**Supplied text:**
Before training, the baseline model was effectively unusable on the 50-example held-out slice used for the single-step runs. It only produced parseable answers about 10% of the time, and none of those parseable answers were correct.
Single-step results

Results of a single step from different configs. OAPL with a single step from 1024 rollouts did the best, and scores 4pp. higher than a GRPO step also with 1024 rollouts. (Evaluated on 50 held out samples)
The matched one-step comparison with GRPO is encouraging but not decisive. OAPL landed at 48% end-to-end correctness, compared with 44% for GRPO. That slightly favors OAPL, but the held-out slice is small enough that we should be careful. The safer conclusion is that OAPL looks at least competitive on quality while fitting the batch-first workflow better.
There were two other useful signals in the single-step runs.
First, covering more prompts in the update seemed to matter more than simply throwing far more rollouts at the same basic configuration. Moving from the smaller setup to the 1,024-rollout setup helped. Pushing all the way to 4,096 rollouts did not really move end-to-end correctness beyond the best 1,024-rollout result.
Second, ten steps did not beat one. That’s not a verdict on OAPL per se, but it is a warning that the hyperparameters for a strong first update were not automatically safe for longer training.

**Check your understanding:**
1. Answer these questions from the passage on single-step results:
(a) Before training, about how often did the baseline model produce parseable answers?
(b) What end-to-end correctness did GRPO reach in the matched one-step comparison?
(c) Did ten steps beat one?
2. Output the passage on single-step results from "The matched one-step" up to and including "batch-first workflow better.".
3. List every figure in the passage on single-step results that is written with a percent sign.
The listing that follows has no connection to the passage on single-step results.

[Excerpts from a dataset]
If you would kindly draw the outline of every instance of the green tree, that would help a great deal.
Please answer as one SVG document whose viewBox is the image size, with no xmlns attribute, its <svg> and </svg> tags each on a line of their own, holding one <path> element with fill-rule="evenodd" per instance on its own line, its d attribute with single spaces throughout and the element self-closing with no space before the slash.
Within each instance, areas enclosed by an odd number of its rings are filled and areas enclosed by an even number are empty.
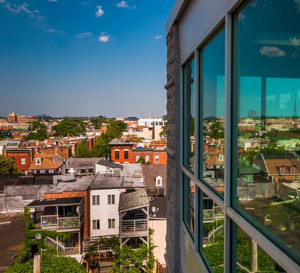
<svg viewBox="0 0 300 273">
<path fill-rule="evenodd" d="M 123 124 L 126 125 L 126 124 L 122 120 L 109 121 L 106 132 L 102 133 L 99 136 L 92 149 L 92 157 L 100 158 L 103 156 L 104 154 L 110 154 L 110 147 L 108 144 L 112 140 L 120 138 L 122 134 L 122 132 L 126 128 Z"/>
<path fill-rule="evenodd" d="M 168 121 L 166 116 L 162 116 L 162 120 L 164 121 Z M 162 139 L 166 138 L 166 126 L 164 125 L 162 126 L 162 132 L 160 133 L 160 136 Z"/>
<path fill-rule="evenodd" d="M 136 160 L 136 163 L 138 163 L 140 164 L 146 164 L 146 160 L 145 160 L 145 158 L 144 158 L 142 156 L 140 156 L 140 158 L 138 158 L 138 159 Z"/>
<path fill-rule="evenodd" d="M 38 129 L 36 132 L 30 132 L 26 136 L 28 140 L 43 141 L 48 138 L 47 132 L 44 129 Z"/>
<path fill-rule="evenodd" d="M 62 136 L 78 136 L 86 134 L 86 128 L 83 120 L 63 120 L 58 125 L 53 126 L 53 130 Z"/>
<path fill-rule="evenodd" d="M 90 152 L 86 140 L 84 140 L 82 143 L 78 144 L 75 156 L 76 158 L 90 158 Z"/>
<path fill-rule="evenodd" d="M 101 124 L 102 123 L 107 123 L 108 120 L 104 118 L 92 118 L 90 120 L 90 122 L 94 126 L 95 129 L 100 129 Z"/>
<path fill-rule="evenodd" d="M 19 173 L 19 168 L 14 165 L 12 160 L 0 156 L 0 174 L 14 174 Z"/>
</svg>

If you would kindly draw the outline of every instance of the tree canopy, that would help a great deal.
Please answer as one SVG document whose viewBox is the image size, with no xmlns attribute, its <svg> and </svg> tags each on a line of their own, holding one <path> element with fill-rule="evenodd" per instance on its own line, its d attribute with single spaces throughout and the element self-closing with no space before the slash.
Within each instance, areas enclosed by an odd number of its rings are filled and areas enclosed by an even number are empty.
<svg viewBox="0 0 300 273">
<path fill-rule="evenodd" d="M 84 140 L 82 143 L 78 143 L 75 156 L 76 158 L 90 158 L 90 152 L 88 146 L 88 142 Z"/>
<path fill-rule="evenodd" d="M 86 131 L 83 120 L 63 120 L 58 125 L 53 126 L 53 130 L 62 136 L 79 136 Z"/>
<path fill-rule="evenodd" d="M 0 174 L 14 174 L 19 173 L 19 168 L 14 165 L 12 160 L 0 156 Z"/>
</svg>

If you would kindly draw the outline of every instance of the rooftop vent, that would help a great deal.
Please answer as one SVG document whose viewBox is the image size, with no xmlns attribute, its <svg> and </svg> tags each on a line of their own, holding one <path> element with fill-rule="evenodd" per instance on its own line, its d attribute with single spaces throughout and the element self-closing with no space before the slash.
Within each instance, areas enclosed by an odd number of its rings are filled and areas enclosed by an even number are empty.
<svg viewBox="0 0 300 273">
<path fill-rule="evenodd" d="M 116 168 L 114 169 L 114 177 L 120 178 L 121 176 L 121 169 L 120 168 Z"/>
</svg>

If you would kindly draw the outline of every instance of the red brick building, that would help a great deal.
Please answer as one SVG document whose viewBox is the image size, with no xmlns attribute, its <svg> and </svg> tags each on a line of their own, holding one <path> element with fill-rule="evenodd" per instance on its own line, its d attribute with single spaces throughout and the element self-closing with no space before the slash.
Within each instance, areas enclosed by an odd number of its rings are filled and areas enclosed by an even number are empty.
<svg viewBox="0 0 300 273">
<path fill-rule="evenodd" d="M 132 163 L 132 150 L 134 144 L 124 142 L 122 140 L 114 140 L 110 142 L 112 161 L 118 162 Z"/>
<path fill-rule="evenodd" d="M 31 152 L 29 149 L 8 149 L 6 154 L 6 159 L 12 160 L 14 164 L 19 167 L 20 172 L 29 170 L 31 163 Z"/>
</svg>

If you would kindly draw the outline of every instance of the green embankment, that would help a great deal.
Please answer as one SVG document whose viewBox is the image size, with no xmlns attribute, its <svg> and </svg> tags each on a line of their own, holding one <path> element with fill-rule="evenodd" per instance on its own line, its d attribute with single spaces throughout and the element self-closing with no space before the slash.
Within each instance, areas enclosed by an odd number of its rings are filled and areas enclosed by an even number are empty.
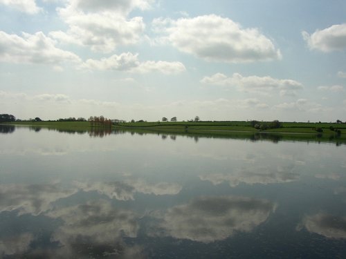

**Task solutions:**
1.
(a) About 10% of the time.
(b) 44%.
(c) No, ten steps did not beat one.

2.
The matched one-step comparison with GRPO is encouraging but not decisive. OAPL landed at 48% end-to-end correctness, compared with 44% for GRPO. That slightly favors OAPL, but the held-out slice is small enough that we should be careful. The safer conclusion is that OAPL looks at least competitive on quality while fitting the batch-first workflow better.

3. 10%, 48%, 44%